== WORK INSTRUCTIONS ==
The records under this task must be duplicated exactly.

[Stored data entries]
■ ■ ■
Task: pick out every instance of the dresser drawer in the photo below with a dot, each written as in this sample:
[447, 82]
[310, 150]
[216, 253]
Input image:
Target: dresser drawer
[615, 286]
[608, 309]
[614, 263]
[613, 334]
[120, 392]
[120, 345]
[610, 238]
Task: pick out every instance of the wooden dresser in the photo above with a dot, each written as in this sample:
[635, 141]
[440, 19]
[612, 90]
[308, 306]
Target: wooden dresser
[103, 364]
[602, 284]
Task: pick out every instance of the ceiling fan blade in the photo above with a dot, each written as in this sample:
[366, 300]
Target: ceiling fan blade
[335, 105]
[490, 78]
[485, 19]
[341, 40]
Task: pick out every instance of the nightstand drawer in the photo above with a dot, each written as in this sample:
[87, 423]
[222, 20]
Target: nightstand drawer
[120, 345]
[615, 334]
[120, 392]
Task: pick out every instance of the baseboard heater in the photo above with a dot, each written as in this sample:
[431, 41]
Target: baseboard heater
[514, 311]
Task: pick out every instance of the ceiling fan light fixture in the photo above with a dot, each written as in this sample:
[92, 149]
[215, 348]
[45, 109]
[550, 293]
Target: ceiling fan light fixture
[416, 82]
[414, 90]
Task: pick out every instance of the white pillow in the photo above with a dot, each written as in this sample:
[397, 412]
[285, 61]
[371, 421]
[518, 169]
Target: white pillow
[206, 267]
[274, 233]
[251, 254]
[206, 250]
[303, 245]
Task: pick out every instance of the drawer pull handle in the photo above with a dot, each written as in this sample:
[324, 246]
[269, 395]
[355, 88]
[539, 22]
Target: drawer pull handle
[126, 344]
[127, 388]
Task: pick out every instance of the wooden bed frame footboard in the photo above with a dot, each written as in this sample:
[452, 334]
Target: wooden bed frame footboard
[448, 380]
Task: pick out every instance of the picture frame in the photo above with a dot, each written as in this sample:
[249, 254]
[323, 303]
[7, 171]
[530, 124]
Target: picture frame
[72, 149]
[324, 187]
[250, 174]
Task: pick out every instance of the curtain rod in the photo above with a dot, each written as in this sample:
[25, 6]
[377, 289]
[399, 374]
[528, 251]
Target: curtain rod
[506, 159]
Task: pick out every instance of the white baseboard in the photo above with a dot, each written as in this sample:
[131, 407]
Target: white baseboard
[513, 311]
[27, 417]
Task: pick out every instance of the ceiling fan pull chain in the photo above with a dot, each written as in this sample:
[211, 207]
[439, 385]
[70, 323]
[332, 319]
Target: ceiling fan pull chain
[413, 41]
■ ■ ■
== SOLUTION FOR THIS EXERCISE ==
Task: pick out every instance of the dresser drawer in the photo below with a dot, each written as in this sample:
[447, 82]
[310, 150]
[216, 253]
Input image:
Target: dresser drawer
[615, 286]
[608, 309]
[614, 263]
[613, 334]
[120, 392]
[120, 345]
[610, 238]
Task: pick out every instance of the wooden dresser in the photo above with a dot, each written as in this sample:
[635, 141]
[440, 19]
[612, 90]
[308, 306]
Target: wooden dresser
[103, 364]
[602, 284]
Task: pick out every instance of the ceiling fan blade in the photo above with a dot, each written as in this sample:
[366, 300]
Target: ceiling fan blade
[335, 105]
[490, 78]
[485, 19]
[341, 40]
Task: pick out every instance of the nightstand drawer in the photo above with a dot, each written as in this sample:
[87, 423]
[222, 20]
Target: nightstand drawer
[120, 345]
[615, 334]
[120, 392]
Task: pick out every instance of the baseboard heater in the photo above with a dot, each written as in this sample:
[431, 41]
Target: baseboard heater
[514, 311]
Task: pick out every instance of the ceiling fan light fixture in the photo above with a dot, each written as in this sample:
[92, 149]
[215, 348]
[45, 109]
[550, 293]
Target: ceiling fan light fixture
[416, 82]
[414, 90]
Task: pick out every instance of the white pillow in the photo above with a dot, each written as in this sample:
[397, 412]
[285, 61]
[371, 421]
[518, 169]
Target: white pillow
[206, 267]
[274, 233]
[251, 254]
[206, 250]
[303, 245]
Task: pick out every instance of the drawer pull handle in the photo above with a dot, each written as in this sample:
[324, 246]
[269, 395]
[355, 88]
[539, 22]
Target: drawer pull handle
[126, 344]
[127, 388]
Task: pick out every instance of the wooden bed frame footboard in the photo above with a dot, each written as in this sample:
[452, 334]
Target: wooden bed frame footboard
[448, 380]
Task: pick out every instance of the picture frame in the photo above with a dot, each written as in this sample:
[249, 254]
[323, 303]
[7, 171]
[530, 124]
Target: picture frame
[72, 149]
[324, 187]
[250, 174]
Task: pick out every instance of the curtain rod in the photo above with a dot, each written as in this sample:
[25, 6]
[377, 289]
[399, 374]
[528, 251]
Target: curtain rod
[506, 159]
Task: pick out every instance of the white baseboard in the photo above with a dot, each written as in this sample:
[131, 407]
Target: white baseboard
[513, 311]
[27, 417]
Task: pick out every instance of the ceiling fan pull chain in the photo above with a dot, each written as in this sample:
[211, 207]
[439, 385]
[70, 323]
[332, 319]
Target: ceiling fan pull chain
[413, 41]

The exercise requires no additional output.